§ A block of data

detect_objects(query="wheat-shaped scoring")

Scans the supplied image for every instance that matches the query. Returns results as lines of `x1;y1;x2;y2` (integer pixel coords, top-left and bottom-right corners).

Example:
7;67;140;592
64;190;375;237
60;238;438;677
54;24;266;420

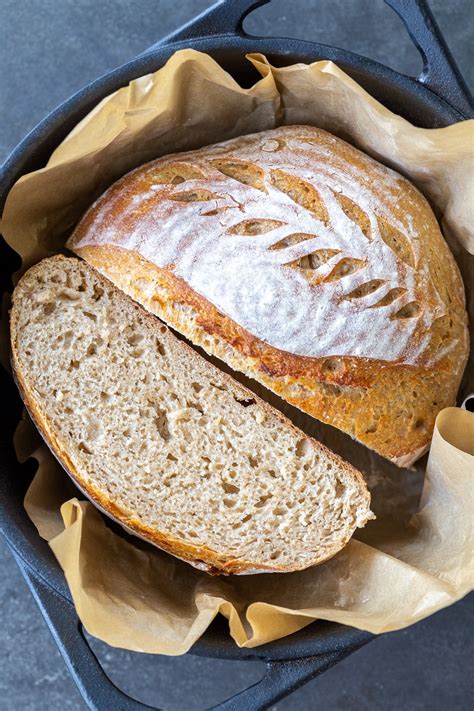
76;128;446;364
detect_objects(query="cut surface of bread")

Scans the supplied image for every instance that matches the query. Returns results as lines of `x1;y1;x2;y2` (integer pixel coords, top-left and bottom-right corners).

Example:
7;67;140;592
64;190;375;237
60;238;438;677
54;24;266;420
11;257;371;573
68;126;468;466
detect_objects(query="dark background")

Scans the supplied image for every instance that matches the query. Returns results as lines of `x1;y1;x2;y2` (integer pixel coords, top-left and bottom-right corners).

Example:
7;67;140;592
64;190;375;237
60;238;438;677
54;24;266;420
0;0;474;711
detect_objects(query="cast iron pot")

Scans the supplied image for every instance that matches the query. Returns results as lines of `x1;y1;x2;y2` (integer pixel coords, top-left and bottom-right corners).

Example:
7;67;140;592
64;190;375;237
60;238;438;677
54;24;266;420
0;0;473;711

§ INSTRUCTION
Copy out the data verbatim from its first line through the line containing "76;128;446;364", both ends included. Omit the pictures from your reply.

§ EXERCISE RESULT
detect_objects(query="wheat-shaped scoring")

Scans the supplied image for every instance that matches the query. Returns results as lines of `x1;y1;x2;y2` (integer pixel coords, top-left and bottom-right corners).

Example:
7;67;140;592
64;190;375;237
60;238;438;677
54;24;266;420

76;128;446;364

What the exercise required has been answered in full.